What the exercise asks:
The records below are to be retyped in full, without any alteration.

Information shown:
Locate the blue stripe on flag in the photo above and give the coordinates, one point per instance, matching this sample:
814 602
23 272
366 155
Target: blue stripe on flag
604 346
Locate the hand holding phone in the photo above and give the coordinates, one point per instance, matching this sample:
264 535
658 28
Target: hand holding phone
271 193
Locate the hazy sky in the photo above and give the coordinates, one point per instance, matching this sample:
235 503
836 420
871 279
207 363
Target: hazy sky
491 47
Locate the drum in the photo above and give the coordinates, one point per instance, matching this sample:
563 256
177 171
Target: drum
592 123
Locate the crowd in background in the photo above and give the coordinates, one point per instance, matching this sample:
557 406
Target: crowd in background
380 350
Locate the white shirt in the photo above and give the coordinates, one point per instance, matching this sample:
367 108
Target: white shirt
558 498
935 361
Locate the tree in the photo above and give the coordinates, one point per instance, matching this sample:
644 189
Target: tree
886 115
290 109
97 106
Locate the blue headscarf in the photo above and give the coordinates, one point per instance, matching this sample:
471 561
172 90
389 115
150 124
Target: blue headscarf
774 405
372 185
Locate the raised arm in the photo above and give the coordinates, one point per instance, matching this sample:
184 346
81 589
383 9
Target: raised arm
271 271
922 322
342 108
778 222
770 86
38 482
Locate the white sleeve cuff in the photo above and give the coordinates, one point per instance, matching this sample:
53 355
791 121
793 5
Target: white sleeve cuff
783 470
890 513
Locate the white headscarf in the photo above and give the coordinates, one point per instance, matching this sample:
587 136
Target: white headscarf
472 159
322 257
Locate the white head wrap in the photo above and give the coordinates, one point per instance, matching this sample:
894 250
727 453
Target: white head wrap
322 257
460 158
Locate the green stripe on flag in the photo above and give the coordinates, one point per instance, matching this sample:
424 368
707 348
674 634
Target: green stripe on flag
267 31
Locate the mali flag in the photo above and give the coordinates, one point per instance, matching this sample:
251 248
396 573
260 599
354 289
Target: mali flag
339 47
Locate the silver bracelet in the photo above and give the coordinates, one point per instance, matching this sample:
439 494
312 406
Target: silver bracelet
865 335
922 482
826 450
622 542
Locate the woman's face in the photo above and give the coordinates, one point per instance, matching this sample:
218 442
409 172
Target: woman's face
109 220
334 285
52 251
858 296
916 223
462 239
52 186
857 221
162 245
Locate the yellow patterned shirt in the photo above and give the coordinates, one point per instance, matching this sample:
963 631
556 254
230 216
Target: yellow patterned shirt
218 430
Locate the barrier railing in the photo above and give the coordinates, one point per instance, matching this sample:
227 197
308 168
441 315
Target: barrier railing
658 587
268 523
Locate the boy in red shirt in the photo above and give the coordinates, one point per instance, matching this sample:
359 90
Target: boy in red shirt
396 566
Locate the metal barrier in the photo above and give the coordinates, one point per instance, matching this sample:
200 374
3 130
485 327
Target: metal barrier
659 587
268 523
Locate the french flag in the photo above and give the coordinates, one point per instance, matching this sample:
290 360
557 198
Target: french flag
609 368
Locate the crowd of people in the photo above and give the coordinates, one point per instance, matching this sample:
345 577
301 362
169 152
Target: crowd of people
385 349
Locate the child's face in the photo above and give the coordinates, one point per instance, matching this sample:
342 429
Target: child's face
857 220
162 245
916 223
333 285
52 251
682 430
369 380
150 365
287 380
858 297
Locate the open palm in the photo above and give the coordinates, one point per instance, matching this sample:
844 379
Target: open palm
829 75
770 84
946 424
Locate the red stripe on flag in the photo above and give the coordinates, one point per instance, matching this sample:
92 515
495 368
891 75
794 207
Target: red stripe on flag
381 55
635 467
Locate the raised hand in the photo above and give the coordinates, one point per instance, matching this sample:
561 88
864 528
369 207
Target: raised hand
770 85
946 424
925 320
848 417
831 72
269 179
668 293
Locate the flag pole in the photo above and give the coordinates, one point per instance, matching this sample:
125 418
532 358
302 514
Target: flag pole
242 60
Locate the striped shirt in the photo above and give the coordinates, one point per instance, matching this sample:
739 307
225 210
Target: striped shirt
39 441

Task output:
Locate the blue stripe on flag in the photo above and give the coordinates, one point per instance, matching this sample:
814 602
23 272
366 155
Target: blue stripe on flag
604 346
Locate the hand holding phone in the photo above and give the coordinates, one point per instance, matching this sample:
264 535
658 28
Target: hand holding phone
271 193
Locate the hazy sky in the photo above and give the coordinates, one point per instance, matching this sample:
235 503
836 420
871 279
207 363
Target: hazy sky
491 47
Locate the drum in the photo above and give the coordinates, one point per instance, matching this sample:
563 256
177 171
Target: drum
592 123
Locate the crowd in background in the photo above and give the coordinates, one point per instance, matching this sample:
557 406
Target: crowd in background
380 350
Locate the white shirt in the photo above and give the coordinates, one point per instance, matching this sample:
367 108
Target: white shirt
558 498
935 361
Locate the tree in the photo above and give the coordinates, one point per instance, matching this sample:
644 189
Target: tree
886 115
290 109
97 106
Locate the blue headscarf in the photo above and give the coordinates, one point per instance, matching this sample:
471 561
172 90
389 115
150 124
Target: blue headscarf
774 405
372 185
Locate the raised arm in the photo above and give the coordinates, one point per instance, matching this sample:
184 346
81 589
383 9
Target: raised arm
271 271
922 322
342 108
778 222
770 86
38 482
Locate the white sleeve cuff in the photo above and give the coordinates, one point per instance, matching this sample:
53 355
791 121
793 5
Target: white sleeve cuff
783 470
890 513
Locate the white headscarf in the photo above and give the coordinates, one point per instance, matching this sample:
587 136
Target: white headscarf
472 159
322 257
Locate the white head wrap in the photo above and give the coordinates, one point per instance, matching this sample:
894 250
727 453
Target: white head wrap
322 257
460 158
Locate the green stripe on flag in the photo above and give the coordinates, one point per instance, matching this sample:
424 368
707 348
674 634
Target: green stripe on flag
267 31
Locate the mali flag in the photo above and give the coordinates, one point per instance, matching this sample:
251 248
396 573
260 599
354 289
Target: mali flag
339 47
Locate the silver bracelet in the photo above and give the coordinates, one point per instance, matching this sample:
439 494
312 406
Target: silver bracelet
865 335
922 482
826 450
622 542
Locate the woman's face in the photo above and give the coordinates, one point per instance, matching this sample:
218 442
409 172
Target: woman's face
109 220
334 285
52 251
858 296
916 223
462 239
52 186
857 221
162 245
Locate the yellow patterned shirt in the photo above and give the coordinates, one point per instance, matching this sample:
963 631
556 254
230 216
Target: yellow patterned shirt
218 430
Locate the barrier railing in the photo above and give the coordinates, one point per instance, matching this sample:
227 197
308 168
441 315
Target: barrier railing
658 587
268 523
Locate the boy in red shirt in the photo above and give the coordinates, one point per instance, matching this sample:
359 90
Target: boy in red shirt
396 566
Locate the metal barrier in the photo above and give the coordinates, one point per instance, matching this sample:
200 374
3 130
485 327
Target: metal barrier
659 587
268 523
Locate the french flag in the photo above and give the coordinates, one point per instance, matching this sample:
290 360
557 198
Target: french flag
609 368
Locate the crowd of people in the photo above and give the coordinates, one point per instance, matching this sample:
345 577
301 362
169 152
Target: crowd of people
385 349
Locate the child's face in the photo above and give the coordinates, one point per instance, matching this sample:
342 429
Target: child's face
857 220
162 245
916 223
333 285
52 251
682 430
369 380
150 365
287 380
858 297
Locate the open palm in the photo above and give the coordinates, one point per instance, matching this sample:
844 379
Target: open palm
829 75
770 84
946 424
Locate the red stripe on flag in the photo above and give the coordinates, one point per instance, matching this sample:
92 515
495 368
891 75
794 207
Target: red stripe on flag
381 55
635 467
Locate the raised hand in the photo above and give the coordinates, one point per instance, matching this sample:
561 88
864 528
369 207
Target: raised hand
770 85
946 424
925 320
848 417
831 72
269 179
668 293
Locate the flag pole in the photo above and give the coordinates, one point per instance, matching this sample:
125 418
532 358
302 514
Target: flag pole
242 60
Locate the striped shirt in the photo above and give the coordinates, one point per instance, matching this sample:
739 307
225 210
Target: striped shirt
39 441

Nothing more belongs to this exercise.